Instruction
Copy only this range: the line with "locate the barred window in the photo above" through the final line of the material, inclusive at both ends.

Input material
►
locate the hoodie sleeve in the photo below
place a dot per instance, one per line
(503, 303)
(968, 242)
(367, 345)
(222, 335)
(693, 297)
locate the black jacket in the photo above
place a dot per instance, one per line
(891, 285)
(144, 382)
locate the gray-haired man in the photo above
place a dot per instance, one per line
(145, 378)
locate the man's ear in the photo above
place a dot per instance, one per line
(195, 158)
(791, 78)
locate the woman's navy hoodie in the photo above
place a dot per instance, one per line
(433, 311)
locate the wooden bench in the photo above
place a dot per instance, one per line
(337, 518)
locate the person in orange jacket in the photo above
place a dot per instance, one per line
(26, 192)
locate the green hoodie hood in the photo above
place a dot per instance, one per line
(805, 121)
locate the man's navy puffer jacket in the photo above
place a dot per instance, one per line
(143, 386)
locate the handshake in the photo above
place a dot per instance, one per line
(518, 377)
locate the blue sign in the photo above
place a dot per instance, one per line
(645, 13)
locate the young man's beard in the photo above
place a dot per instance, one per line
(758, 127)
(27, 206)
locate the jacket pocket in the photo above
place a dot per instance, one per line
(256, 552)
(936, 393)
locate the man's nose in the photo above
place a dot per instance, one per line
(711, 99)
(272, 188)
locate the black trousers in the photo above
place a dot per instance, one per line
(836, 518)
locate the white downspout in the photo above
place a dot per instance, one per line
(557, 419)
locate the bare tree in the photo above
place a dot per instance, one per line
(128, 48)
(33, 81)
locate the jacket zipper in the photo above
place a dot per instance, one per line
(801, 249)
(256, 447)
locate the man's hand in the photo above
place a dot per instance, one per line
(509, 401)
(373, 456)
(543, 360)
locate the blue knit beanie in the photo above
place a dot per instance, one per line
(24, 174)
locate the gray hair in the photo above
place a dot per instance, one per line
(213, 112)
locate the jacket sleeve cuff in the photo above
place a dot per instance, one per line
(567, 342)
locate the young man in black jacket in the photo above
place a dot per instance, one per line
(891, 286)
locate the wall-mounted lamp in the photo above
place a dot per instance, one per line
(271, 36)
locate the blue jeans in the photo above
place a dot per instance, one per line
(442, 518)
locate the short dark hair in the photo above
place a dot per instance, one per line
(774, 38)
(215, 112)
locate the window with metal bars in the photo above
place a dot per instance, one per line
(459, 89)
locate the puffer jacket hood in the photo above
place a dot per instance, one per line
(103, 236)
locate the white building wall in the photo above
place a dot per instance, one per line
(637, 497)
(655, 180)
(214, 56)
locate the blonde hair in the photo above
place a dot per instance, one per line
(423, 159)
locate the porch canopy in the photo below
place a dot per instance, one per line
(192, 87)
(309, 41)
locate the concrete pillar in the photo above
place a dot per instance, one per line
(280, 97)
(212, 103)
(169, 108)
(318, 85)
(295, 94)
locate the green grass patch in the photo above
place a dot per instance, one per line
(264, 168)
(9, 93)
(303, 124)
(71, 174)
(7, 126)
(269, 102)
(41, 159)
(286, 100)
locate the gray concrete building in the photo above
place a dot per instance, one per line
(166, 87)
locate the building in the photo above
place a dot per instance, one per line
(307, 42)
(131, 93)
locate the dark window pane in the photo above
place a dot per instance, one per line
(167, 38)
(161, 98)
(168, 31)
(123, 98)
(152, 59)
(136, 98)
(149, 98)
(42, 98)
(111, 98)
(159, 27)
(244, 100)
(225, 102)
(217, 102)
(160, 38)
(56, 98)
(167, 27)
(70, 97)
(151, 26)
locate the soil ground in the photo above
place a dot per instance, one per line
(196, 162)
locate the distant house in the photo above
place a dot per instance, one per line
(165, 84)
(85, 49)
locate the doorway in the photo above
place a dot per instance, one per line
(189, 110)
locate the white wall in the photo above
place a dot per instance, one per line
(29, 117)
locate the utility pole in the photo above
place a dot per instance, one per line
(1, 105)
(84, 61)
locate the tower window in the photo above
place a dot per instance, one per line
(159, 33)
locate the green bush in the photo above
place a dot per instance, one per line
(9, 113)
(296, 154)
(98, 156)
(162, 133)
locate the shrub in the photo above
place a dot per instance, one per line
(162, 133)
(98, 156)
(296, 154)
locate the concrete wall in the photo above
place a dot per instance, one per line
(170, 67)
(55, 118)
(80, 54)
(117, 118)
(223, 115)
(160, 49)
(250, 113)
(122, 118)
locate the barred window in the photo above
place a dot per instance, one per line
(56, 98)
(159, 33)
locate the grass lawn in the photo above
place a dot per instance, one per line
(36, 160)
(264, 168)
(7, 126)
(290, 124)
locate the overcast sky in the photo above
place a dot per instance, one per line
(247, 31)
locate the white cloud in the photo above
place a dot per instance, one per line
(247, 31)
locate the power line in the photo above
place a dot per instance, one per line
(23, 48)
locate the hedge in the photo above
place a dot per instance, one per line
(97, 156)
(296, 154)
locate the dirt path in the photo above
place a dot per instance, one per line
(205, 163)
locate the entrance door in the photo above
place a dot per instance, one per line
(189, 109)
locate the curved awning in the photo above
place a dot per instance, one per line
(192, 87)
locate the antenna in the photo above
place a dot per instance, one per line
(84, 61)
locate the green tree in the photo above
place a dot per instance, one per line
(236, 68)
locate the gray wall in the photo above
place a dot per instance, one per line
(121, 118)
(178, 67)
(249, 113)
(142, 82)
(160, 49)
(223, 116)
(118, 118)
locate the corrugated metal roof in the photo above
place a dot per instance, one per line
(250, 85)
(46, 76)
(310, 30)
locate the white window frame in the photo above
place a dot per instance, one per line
◄
The response
locate the barred window in the photo above
place a dot per instance, one per line
(56, 98)
(159, 33)
locate the grass lawn in the photo above
place a dot per instance, one per line
(36, 160)
(264, 168)
(7, 126)
(290, 124)
locate the overcast sky in the photo above
place a dot per instance, one per line
(247, 31)
locate the white cloud in the photo above
place a dot per instance, one per line
(247, 31)
locate the power line in the photo above
place a dot per instance, one per line
(23, 48)
locate the hedge in the photo above
place a dot per instance, one per line
(97, 156)
(296, 154)
locate the dirt path in the photo above
place a dot per instance, one per line
(205, 163)
locate the entrance door in the photo above
place a dot per instance, one per line
(189, 109)
locate the curved awning in the photo above
place a dot per instance, one per line
(192, 87)
locate the antenna in the photo above
place a dot per instance, one per line
(84, 61)
locate the green tree in the photo above
place a dot per instance, one per line
(236, 68)
locate the gray wall in the photo above
place a dot per instance, one per line
(121, 118)
(178, 67)
(249, 113)
(142, 82)
(160, 49)
(223, 116)
(118, 118)
locate the corrugated metal roof in the photo above
place a dot per instance, one per line
(250, 85)
(46, 76)
(310, 30)
locate the white window frame in the photo above
place a dot per instance, one per line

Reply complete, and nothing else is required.